------ DATASET EXCERPTS

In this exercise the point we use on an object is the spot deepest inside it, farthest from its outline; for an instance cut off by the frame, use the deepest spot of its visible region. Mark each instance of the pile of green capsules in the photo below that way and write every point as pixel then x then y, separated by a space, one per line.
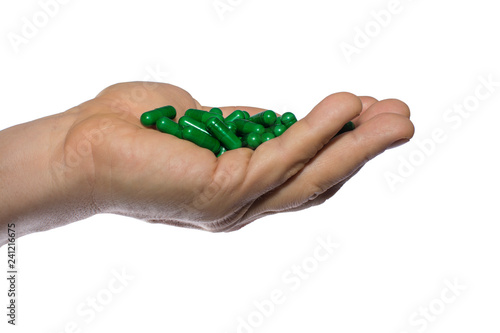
pixel 210 130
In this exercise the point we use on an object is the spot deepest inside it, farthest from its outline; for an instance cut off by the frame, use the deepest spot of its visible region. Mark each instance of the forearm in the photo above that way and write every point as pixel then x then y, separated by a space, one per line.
pixel 38 190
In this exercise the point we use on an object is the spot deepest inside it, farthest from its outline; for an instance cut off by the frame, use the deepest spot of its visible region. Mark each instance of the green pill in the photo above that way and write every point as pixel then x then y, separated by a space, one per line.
pixel 186 121
pixel 201 139
pixel 346 128
pixel 252 140
pixel 238 114
pixel 150 118
pixel 277 130
pixel 220 131
pixel 288 119
pixel 222 150
pixel 265 118
pixel 232 127
pixel 216 111
pixel 201 115
pixel 266 137
pixel 245 126
pixel 167 125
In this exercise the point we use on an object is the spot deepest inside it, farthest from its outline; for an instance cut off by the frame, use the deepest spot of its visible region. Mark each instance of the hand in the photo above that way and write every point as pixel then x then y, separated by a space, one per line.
pixel 123 168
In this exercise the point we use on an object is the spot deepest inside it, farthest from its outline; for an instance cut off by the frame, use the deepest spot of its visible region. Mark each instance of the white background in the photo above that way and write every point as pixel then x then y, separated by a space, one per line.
pixel 398 246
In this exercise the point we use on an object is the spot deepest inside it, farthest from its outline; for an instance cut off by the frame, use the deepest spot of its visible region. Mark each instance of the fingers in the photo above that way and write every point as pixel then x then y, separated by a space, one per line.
pixel 277 160
pixel 336 162
pixel 385 106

------------

#### [THE PROBLEM]
Repeat the listing word for word. Leave images out.

#### [WRITTEN RESPONSE]
In this exercise the point we use on an object is the spot deepest inside it, farthest from its outline; for an instance cut off by the frame, use the deepest spot of its visible region. Mark each instance of the pile of green capsules in the photo below that way and write every point as pixel then x then y, separated by a space, one per line.
pixel 210 130
In this exercise the point we use on an object is the spot deepest inside it, farthest from its outline; for an instance cut off by the frame, use the deepest spot of its visible region. Mark each instance of the forearm in the photo above that way and write every point as pixel then x then y, separated by a space, one per line.
pixel 38 190
In this exercise the point we use on an object is the spot deepest inside it, farthest from its outline; for an instance cut off by the frame, use the deepest spot of its visible region. Mark each instance of the green pill in the photo above that way and write every point as pixel then x then y, separated by a space, one per line.
pixel 186 121
pixel 201 139
pixel 346 128
pixel 252 140
pixel 238 114
pixel 150 118
pixel 277 130
pixel 220 131
pixel 288 119
pixel 222 150
pixel 265 118
pixel 232 127
pixel 216 111
pixel 201 115
pixel 266 137
pixel 245 126
pixel 167 125
In this exercise the point we use on an object is the spot deepest inside it, farthest from its outline; for an instance cut off by the frame, use the deepest spot of its visible region. Mark each instance of the hand in the photo above that way and write every point as pixel then x then y, separated by a space, one per line.
pixel 123 168
In this exercise the point we use on an object is the spot deepest inside it, farthest from its outline; for an instance cut off by the frame, use the deepest spot of its visible region. Mark each instance of the white background in the photo above that way and write every point as pixel then x then y, separated by a space, one per line.
pixel 398 246
In this exercise the point we use on an object is the spot deepest inside it, farthest from its outline; for an instance cut off by the frame, use the deepest spot of its visible region. Mark each instance of the fingers in the photo above that way and write every point as pixel then x then y, separated by a space, one per line.
pixel 277 160
pixel 336 162
pixel 385 106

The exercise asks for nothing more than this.